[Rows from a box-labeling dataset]
(begin)

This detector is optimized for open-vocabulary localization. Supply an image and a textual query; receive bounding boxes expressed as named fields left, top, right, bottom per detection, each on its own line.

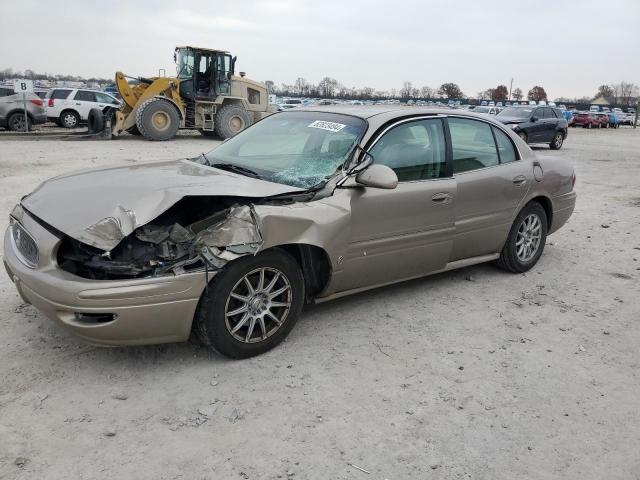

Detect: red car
left=573, top=112, right=602, bottom=128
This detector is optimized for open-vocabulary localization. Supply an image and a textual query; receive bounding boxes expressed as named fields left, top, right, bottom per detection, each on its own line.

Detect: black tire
left=215, top=104, right=251, bottom=140
left=199, top=129, right=219, bottom=138
left=87, top=108, right=104, bottom=133
left=59, top=110, right=80, bottom=128
left=7, top=112, right=31, bottom=132
left=136, top=97, right=180, bottom=141
left=496, top=202, right=547, bottom=273
left=127, top=125, right=142, bottom=137
left=549, top=132, right=564, bottom=150
left=194, top=249, right=304, bottom=358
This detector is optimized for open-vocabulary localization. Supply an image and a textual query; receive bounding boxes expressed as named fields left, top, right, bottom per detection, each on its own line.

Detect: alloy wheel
left=516, top=213, right=542, bottom=263
left=62, top=113, right=78, bottom=128
left=11, top=114, right=26, bottom=132
left=224, top=267, right=293, bottom=343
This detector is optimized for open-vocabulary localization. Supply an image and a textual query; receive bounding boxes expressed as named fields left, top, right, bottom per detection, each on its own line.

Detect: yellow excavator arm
left=112, top=72, right=185, bottom=135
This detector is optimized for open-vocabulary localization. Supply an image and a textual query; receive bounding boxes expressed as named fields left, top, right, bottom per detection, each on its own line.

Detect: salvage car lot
left=0, top=129, right=640, bottom=480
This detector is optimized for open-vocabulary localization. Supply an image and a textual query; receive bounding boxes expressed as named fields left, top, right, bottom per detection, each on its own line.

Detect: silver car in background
left=0, top=86, right=47, bottom=132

(end)

PROBLEM: Copy out the lines of the records from the very start through the line containing "left=573, top=112, right=602, bottom=128", including that line. Leave out the pictures.

ANSWER FOR THIS EXERCISE:
This detector is optimized for open-vocabulary localization. Supply an image and a textual query; receive bounding boxes expressed as named fields left, top, right, bottom per detection, each on its own line.


Detect: red car
left=573, top=112, right=602, bottom=128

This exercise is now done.